## What the task asks
Each record needs to be transcribed exactly.
++++++
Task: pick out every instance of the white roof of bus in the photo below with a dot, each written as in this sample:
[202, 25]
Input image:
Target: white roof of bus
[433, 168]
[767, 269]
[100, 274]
++++++
## Output for this task
Task: pick out every instance of the white roof of bus in the photo below with a dot, each written as in this sample:
[202, 25]
Input image:
Target: white roof of bus
[433, 168]
[767, 269]
[100, 274]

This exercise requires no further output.